Stored items:
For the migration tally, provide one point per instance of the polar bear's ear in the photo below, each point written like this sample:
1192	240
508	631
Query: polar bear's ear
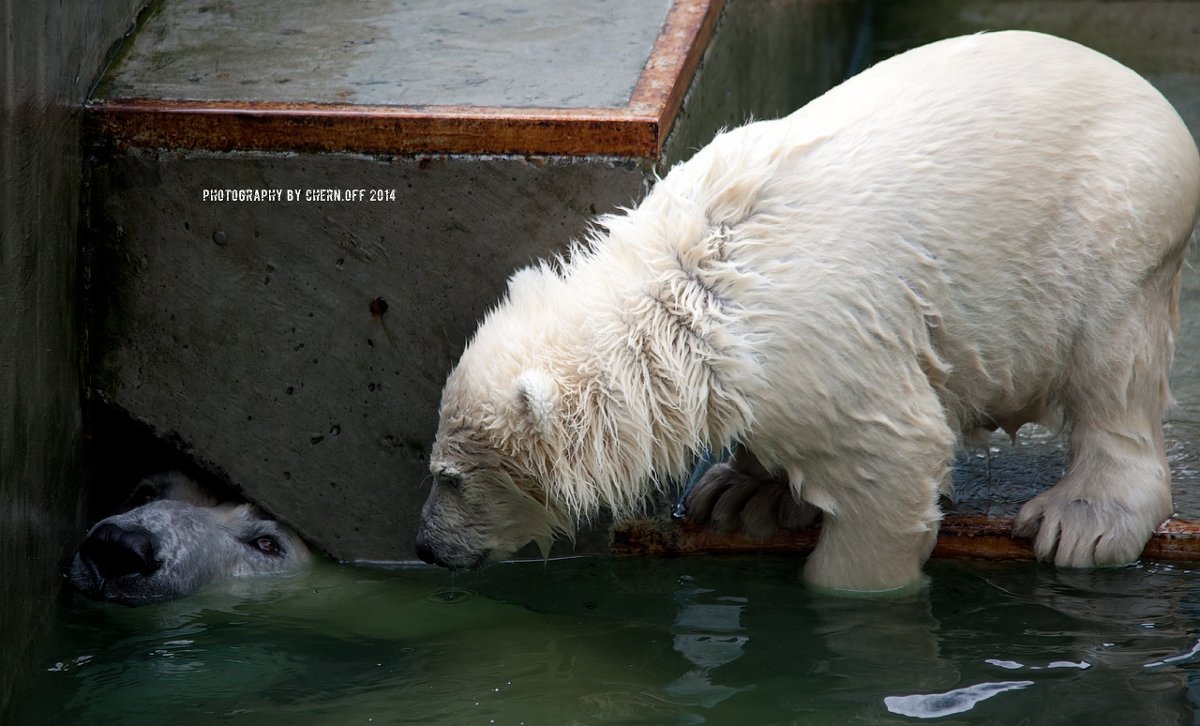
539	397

...

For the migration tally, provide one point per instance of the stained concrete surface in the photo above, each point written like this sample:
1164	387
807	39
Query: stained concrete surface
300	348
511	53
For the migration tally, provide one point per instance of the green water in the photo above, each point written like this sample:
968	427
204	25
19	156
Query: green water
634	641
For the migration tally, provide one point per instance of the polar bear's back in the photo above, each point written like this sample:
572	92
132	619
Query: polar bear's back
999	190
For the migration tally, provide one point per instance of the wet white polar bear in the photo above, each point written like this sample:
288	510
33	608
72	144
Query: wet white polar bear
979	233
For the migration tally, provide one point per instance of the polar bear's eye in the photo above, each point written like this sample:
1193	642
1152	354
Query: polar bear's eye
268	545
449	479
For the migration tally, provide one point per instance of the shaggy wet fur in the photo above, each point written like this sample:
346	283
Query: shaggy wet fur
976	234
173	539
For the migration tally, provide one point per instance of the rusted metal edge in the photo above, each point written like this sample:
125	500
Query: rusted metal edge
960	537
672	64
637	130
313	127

--

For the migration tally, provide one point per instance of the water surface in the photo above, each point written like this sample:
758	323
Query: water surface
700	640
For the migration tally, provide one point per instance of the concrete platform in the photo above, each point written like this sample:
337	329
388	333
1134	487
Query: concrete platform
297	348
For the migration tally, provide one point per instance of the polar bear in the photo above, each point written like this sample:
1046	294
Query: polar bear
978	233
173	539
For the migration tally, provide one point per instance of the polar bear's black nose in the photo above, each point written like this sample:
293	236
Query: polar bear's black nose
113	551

▸ Stated exercise: Report every line of the records above that contains the string "back", matching case exactly.

▸ The solution:
For the migration tally, provide one point per instance of the polar bear's back in the photo above, each point written like this sample:
Query: polar bear's back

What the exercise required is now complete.